YOUR ASSIGNMENT: Keep only the lines of the listing that include the word "several", and copy them.

RAW DATA:
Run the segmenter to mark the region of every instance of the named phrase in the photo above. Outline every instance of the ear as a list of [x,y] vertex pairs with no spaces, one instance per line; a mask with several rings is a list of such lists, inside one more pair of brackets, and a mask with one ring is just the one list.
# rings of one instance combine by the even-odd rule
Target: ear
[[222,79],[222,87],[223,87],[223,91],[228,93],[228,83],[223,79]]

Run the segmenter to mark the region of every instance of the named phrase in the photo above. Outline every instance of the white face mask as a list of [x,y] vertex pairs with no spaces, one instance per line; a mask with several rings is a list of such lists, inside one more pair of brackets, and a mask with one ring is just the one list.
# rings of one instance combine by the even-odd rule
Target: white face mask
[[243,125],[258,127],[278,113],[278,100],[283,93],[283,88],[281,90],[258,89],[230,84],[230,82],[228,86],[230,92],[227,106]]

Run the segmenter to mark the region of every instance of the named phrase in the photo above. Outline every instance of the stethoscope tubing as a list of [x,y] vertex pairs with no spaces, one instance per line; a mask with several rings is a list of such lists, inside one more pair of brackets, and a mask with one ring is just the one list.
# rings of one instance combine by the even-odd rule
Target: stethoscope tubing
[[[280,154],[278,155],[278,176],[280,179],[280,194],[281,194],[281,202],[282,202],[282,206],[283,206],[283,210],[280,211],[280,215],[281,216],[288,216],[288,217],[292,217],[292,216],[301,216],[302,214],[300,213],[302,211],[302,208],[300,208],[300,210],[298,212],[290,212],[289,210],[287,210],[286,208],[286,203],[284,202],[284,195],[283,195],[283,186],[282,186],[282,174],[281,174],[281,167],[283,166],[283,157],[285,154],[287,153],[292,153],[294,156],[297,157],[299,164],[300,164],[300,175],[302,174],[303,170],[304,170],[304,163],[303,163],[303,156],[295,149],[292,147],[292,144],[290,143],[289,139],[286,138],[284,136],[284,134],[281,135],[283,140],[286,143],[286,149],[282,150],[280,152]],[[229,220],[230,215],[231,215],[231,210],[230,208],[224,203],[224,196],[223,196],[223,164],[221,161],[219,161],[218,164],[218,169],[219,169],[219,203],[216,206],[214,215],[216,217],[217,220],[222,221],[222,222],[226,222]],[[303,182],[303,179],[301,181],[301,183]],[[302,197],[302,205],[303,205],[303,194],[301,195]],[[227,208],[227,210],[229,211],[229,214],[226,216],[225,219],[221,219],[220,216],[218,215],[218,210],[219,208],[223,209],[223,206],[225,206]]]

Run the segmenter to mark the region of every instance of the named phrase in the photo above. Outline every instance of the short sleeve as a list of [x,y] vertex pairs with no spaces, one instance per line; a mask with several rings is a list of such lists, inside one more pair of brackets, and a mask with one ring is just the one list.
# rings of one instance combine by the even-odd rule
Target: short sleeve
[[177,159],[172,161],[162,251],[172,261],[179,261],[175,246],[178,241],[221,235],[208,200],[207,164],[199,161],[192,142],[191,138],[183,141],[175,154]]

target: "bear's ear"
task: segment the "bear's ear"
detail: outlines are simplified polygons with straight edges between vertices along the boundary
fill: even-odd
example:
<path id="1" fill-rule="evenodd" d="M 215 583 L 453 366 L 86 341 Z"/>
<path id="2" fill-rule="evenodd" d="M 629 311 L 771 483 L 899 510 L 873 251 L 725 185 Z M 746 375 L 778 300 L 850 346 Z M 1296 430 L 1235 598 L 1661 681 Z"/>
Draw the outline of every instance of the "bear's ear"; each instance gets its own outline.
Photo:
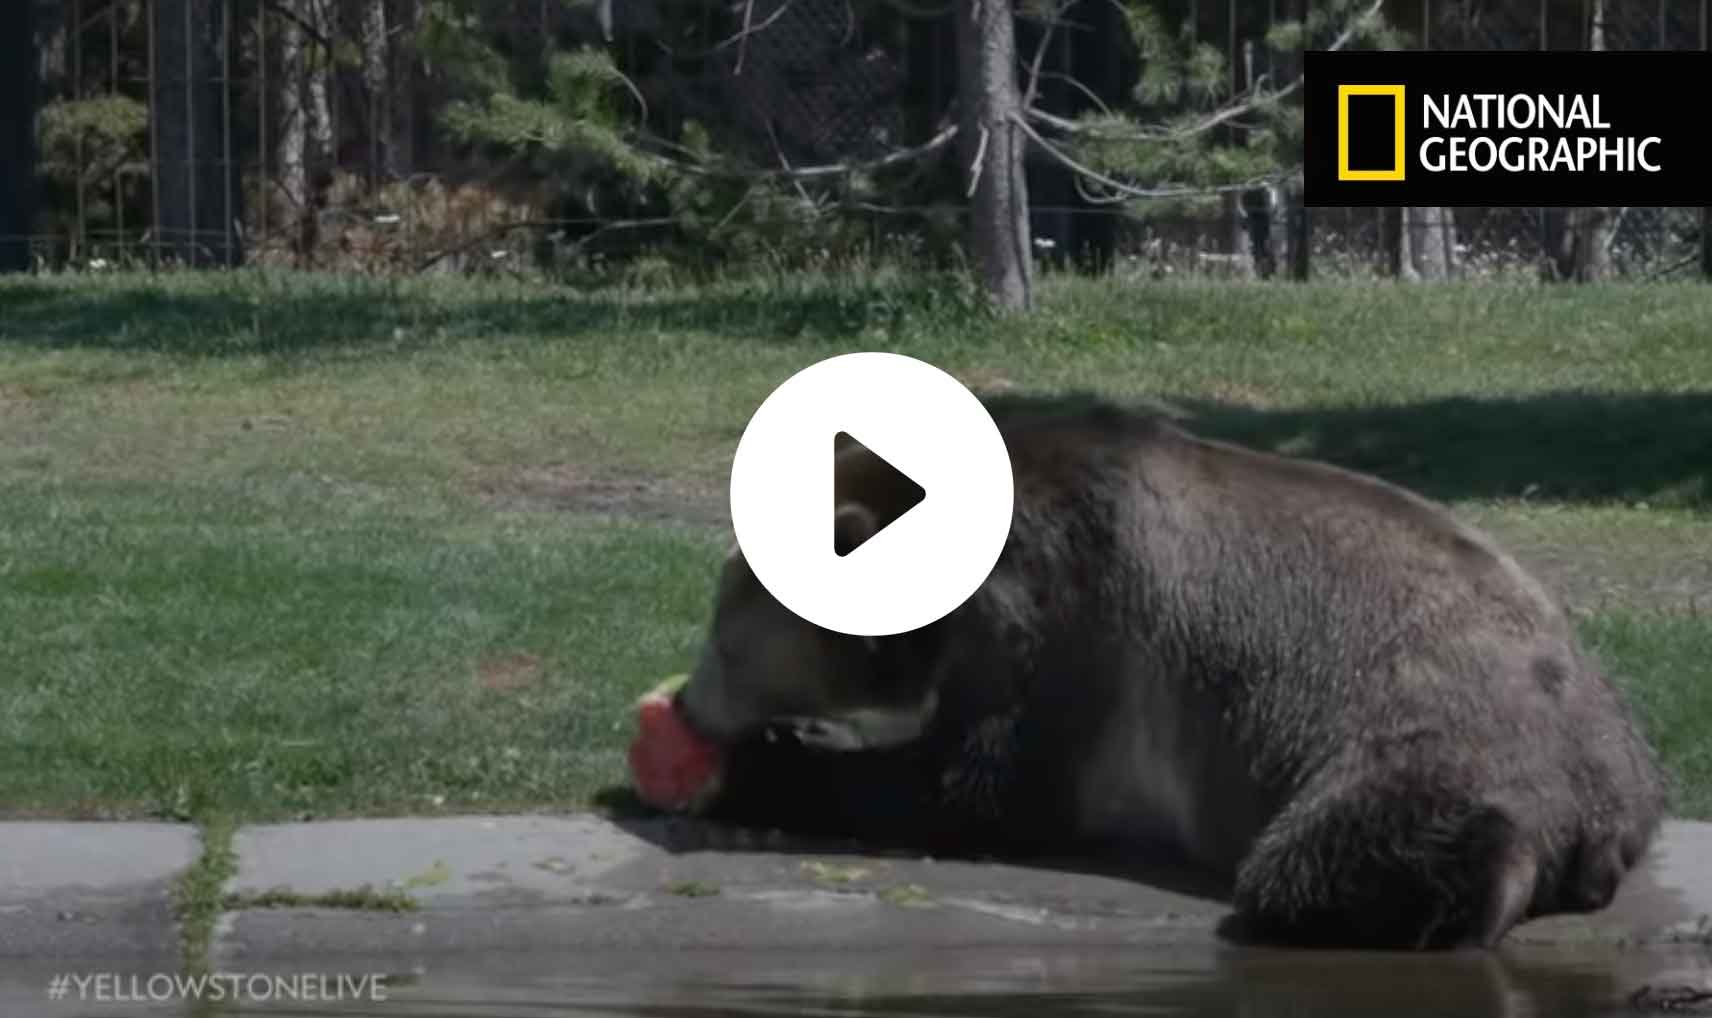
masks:
<path id="1" fill-rule="evenodd" d="M 842 558 L 880 532 L 880 520 L 860 502 L 846 502 L 832 516 L 832 550 Z"/>

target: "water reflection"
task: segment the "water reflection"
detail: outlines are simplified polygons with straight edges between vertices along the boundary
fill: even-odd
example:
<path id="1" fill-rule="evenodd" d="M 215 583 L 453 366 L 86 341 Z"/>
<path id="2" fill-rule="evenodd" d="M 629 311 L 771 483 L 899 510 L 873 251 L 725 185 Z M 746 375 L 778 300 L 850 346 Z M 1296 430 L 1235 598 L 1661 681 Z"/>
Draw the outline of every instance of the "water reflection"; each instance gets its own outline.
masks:
<path id="1" fill-rule="evenodd" d="M 248 1004 L 203 1014 L 295 1018 L 1445 1018 L 1634 1014 L 1645 984 L 1706 986 L 1712 957 L 1616 949 L 1581 956 L 1410 956 L 1148 945 L 1116 950 L 934 949 L 791 956 L 695 951 L 656 957 L 445 959 L 346 1008 Z"/>

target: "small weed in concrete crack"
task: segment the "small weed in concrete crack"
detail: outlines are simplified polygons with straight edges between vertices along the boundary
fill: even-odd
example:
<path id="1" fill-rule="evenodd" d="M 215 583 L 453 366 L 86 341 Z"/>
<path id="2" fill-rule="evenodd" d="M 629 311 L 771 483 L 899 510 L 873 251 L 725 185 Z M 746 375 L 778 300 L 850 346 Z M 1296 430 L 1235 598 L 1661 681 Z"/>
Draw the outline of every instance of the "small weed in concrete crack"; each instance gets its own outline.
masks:
<path id="1" fill-rule="evenodd" d="M 173 889 L 173 913 L 178 919 L 179 947 L 186 975 L 208 972 L 208 949 L 214 921 L 220 916 L 220 889 L 237 872 L 232 851 L 236 822 L 228 816 L 201 818 L 202 854 L 178 878 Z"/>
<path id="2" fill-rule="evenodd" d="M 228 894 L 222 899 L 228 912 L 253 908 L 337 908 L 352 912 L 414 912 L 415 898 L 403 891 L 377 891 L 369 884 L 349 890 L 304 894 L 289 887 Z"/>
<path id="3" fill-rule="evenodd" d="M 880 892 L 880 900 L 903 908 L 933 908 L 936 902 L 927 888 L 920 884 L 899 884 Z"/>
<path id="4" fill-rule="evenodd" d="M 700 880 L 675 880 L 666 885 L 666 893 L 680 898 L 711 898 L 719 893 L 719 888 Z"/>
<path id="5" fill-rule="evenodd" d="M 812 860 L 802 864 L 802 871 L 816 883 L 833 885 L 853 884 L 869 873 L 866 866 L 835 866 Z"/>

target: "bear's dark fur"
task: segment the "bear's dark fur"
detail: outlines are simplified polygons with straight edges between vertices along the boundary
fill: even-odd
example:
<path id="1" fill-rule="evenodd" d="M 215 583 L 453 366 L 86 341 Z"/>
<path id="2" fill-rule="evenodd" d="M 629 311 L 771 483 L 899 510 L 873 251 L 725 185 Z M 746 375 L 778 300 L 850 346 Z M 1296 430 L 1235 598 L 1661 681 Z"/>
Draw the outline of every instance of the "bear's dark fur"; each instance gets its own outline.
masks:
<path id="1" fill-rule="evenodd" d="M 730 746 L 733 822 L 1014 853 L 1118 843 L 1217 874 L 1252 937 L 1491 946 L 1598 909 L 1665 808 L 1557 602 L 1375 478 L 1101 405 L 994 403 L 1015 507 L 957 611 L 863 640 L 740 554 L 678 705 Z M 873 464 L 846 451 L 846 490 Z M 867 508 L 885 516 L 885 492 Z M 901 744 L 776 722 L 894 714 Z"/>

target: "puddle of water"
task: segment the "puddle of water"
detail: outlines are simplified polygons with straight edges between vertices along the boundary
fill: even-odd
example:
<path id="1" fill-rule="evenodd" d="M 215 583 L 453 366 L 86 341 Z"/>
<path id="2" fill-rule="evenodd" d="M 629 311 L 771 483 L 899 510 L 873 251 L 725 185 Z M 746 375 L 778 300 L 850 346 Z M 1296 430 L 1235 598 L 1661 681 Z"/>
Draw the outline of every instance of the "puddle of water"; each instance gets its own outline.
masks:
<path id="1" fill-rule="evenodd" d="M 347 962 L 341 969 L 348 970 Z M 413 970 L 413 971 L 412 971 Z M 306 966 L 299 972 L 335 969 Z M 401 974 L 408 973 L 408 974 Z M 353 974 L 354 975 L 354 974 Z M 289 1018 L 1445 1018 L 1635 1015 L 1644 985 L 1712 988 L 1712 954 L 957 950 L 849 955 L 698 950 L 420 959 L 384 999 L 204 1006 Z M 10 1010 L 8 1015 L 14 1013 Z M 69 1018 L 80 1012 L 44 1012 Z M 106 1012 L 91 1012 L 106 1013 Z"/>

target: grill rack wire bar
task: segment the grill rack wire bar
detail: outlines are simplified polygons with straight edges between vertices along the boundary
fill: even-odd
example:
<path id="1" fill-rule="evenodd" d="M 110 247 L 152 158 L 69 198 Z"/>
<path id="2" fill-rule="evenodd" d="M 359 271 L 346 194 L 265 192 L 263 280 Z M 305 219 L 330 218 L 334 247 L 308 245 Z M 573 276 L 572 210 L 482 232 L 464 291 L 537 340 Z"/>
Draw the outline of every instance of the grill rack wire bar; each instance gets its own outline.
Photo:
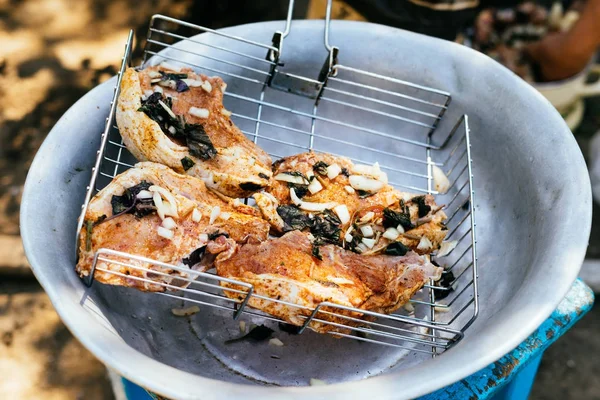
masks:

ANSWER AREA:
Run the segmenter to mark the region of every instance of the named phrase in the photo above. Outline every instance of the ear as a list of [x,y] vertex pairs with no spaces, one instance per line; a mask with several rings is a list of such lists, inside one more pair of brackets, and a mask with one ring is just the one list.
Run the segmenter to mark the region of every instance of the named phrase in the photo above. Outline every instance of the white face mask as a list of [x,y] vertex pairs with no spaces, one instance per line; a mask with several rings is a list of such lists, inside one more pair of brackets, and a mask with one ring is just the one list.
Run the segmenter to mark the region of every instance of the named phrase in the photo above. Outline every instance of the stethoscope tubing as a list of [x,y] vertex pairs with no spaces, one instance per line; a mask with several rings is a list of such lists, inside one more pair of brackets, and a mask with one ring is just the one list.
Run the segmenter to mark the region of every instance of the named phrase in the photo above. Outline every instance of the short sleeve as a list of [x,y] vertex pairs with no spaces, one instance per line; a mask with several rings is a list of such lists, inside one more pair of brackets, and a mask with one ring is just the one list.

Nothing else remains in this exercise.